EXERCISE INSTRUCTIONS: What you print must match the data line for line.

****************

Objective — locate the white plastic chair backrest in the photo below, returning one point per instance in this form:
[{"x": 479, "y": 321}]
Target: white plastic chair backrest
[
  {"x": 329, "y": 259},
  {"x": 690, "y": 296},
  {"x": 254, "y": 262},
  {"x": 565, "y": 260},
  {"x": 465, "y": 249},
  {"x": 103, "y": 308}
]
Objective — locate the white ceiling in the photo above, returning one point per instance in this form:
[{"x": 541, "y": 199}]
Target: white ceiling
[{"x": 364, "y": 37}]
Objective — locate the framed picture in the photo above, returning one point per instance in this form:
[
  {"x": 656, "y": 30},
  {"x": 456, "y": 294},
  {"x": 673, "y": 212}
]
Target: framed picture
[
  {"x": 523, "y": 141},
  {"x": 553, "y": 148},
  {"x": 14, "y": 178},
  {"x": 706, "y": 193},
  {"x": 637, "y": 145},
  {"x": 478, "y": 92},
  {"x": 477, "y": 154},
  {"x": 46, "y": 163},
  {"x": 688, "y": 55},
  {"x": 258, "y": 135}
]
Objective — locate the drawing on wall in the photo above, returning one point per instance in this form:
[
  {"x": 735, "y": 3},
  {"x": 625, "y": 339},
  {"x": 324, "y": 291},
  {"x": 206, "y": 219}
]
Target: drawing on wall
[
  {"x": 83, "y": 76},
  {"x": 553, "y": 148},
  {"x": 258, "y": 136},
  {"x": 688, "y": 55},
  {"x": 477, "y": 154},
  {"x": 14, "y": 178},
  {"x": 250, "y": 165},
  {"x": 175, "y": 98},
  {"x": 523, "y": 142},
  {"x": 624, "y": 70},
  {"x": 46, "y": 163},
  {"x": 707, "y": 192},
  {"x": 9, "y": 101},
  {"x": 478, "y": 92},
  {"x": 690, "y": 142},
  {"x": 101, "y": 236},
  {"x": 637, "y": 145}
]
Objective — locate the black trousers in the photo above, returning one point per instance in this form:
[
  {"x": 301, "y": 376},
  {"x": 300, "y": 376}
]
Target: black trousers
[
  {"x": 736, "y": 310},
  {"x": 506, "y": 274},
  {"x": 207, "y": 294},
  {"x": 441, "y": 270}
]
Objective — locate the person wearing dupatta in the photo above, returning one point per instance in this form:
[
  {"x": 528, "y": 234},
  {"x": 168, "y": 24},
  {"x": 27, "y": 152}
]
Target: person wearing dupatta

****************

OUTPUT FOR THIS EXERCISE:
Objective — locate the white plastic chair backrest in the photo below, returning one point per instance in this form:
[{"x": 479, "y": 321}]
Target: white plastic chair backrest
[
  {"x": 329, "y": 259},
  {"x": 690, "y": 296},
  {"x": 254, "y": 262},
  {"x": 565, "y": 260},
  {"x": 465, "y": 249},
  {"x": 103, "y": 308}
]
Objective — locate the white ceiling in the photo above, returning one point per instance in this form:
[{"x": 541, "y": 199}]
Target: white ceiling
[{"x": 364, "y": 37}]
Objective — locate the framed picture in the photo above, returning one point per instance in this form:
[
  {"x": 656, "y": 30},
  {"x": 456, "y": 294},
  {"x": 673, "y": 212}
]
Target: framed picture
[
  {"x": 523, "y": 141},
  {"x": 553, "y": 148},
  {"x": 14, "y": 178},
  {"x": 706, "y": 193},
  {"x": 637, "y": 145},
  {"x": 478, "y": 92},
  {"x": 477, "y": 154},
  {"x": 46, "y": 163},
  {"x": 688, "y": 55},
  {"x": 258, "y": 135}
]
Objective — locate the drawing on wall in the photo above, returning one point per instance in this form:
[
  {"x": 735, "y": 3},
  {"x": 625, "y": 339},
  {"x": 324, "y": 291},
  {"x": 206, "y": 219}
]
Target: drawing on wall
[
  {"x": 83, "y": 76},
  {"x": 553, "y": 148},
  {"x": 258, "y": 136},
  {"x": 688, "y": 55},
  {"x": 477, "y": 154},
  {"x": 14, "y": 178},
  {"x": 250, "y": 165},
  {"x": 175, "y": 98},
  {"x": 523, "y": 142},
  {"x": 624, "y": 70},
  {"x": 46, "y": 163},
  {"x": 707, "y": 192},
  {"x": 9, "y": 101},
  {"x": 478, "y": 92},
  {"x": 690, "y": 142},
  {"x": 101, "y": 236},
  {"x": 637, "y": 145}
]
Objective — locate the black trousers in the photo above, returning one point per instance in this form:
[
  {"x": 301, "y": 376},
  {"x": 300, "y": 376}
]
Target: black trousers
[
  {"x": 736, "y": 310},
  {"x": 506, "y": 274},
  {"x": 207, "y": 294},
  {"x": 441, "y": 270}
]
Objective — locate the person wearing dupatta in the photo above, returning one point per instance in this form:
[
  {"x": 528, "y": 234},
  {"x": 168, "y": 24},
  {"x": 27, "y": 152}
]
Target: person wearing dupatta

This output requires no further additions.